== STATED EXERCISE ==
Copy the records below word for word, starting at the line that contains "Can you find the golden" and ending at the line that contains "x=161, y=135", and include both of those lines.

ENTRIES start

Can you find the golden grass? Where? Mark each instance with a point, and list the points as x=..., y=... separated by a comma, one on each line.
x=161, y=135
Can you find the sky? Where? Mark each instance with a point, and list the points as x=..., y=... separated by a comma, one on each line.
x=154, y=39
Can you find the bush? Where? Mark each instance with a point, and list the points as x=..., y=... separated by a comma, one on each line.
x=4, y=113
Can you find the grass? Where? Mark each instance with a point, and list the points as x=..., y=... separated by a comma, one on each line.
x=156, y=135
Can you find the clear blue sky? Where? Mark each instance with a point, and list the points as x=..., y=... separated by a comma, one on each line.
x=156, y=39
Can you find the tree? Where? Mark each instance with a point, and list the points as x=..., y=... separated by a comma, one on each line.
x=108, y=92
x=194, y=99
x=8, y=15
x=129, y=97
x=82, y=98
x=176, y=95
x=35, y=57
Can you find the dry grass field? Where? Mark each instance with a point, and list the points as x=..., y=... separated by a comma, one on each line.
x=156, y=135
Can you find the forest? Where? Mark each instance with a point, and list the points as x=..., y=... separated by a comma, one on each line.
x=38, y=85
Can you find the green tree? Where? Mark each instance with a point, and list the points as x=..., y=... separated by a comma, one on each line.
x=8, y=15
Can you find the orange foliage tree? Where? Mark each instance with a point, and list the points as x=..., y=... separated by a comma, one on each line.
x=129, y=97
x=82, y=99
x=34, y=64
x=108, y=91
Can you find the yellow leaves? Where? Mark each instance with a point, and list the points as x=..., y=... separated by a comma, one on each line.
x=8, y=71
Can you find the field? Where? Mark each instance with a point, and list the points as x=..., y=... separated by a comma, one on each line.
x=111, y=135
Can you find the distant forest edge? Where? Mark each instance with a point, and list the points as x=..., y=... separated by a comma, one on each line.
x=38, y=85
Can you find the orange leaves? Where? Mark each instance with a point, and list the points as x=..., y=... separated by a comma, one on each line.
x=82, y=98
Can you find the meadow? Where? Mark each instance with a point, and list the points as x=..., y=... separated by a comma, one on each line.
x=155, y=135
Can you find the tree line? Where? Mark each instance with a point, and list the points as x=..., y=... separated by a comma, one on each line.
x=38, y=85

ENTRIES end
ENTRIES start

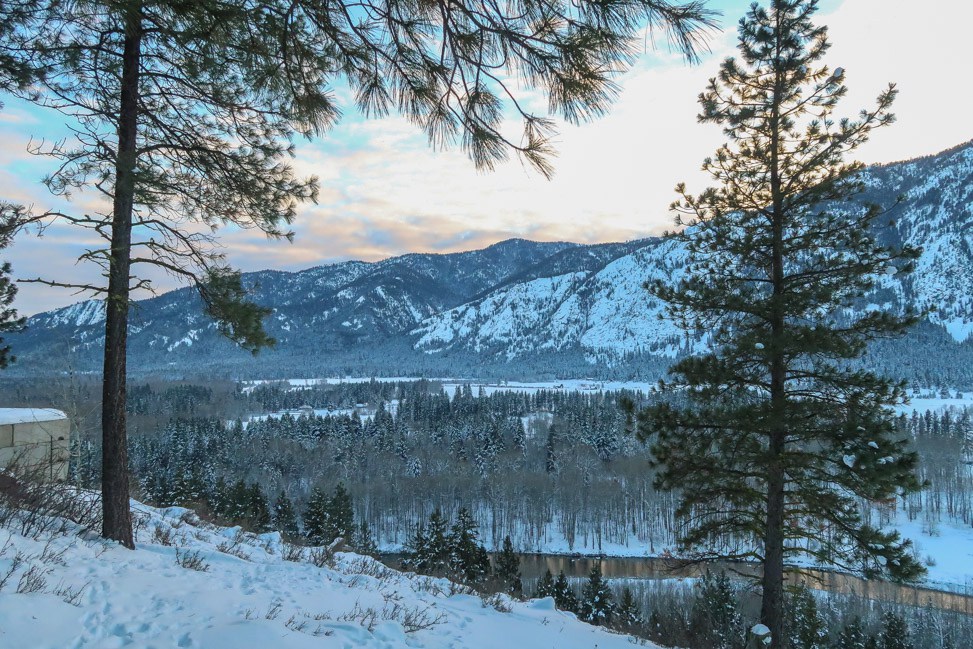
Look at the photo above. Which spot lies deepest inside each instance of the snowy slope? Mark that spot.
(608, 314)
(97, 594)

ENTRIES end
ENTRIES start

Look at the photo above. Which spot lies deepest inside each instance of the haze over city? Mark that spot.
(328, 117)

ENTRIES end

== TASK OUTPUT ==
Can you find the golden grass? Where? Mark each instance with a point, and list the points as x=..., y=... separated by a comma, one on each line.
x=161, y=135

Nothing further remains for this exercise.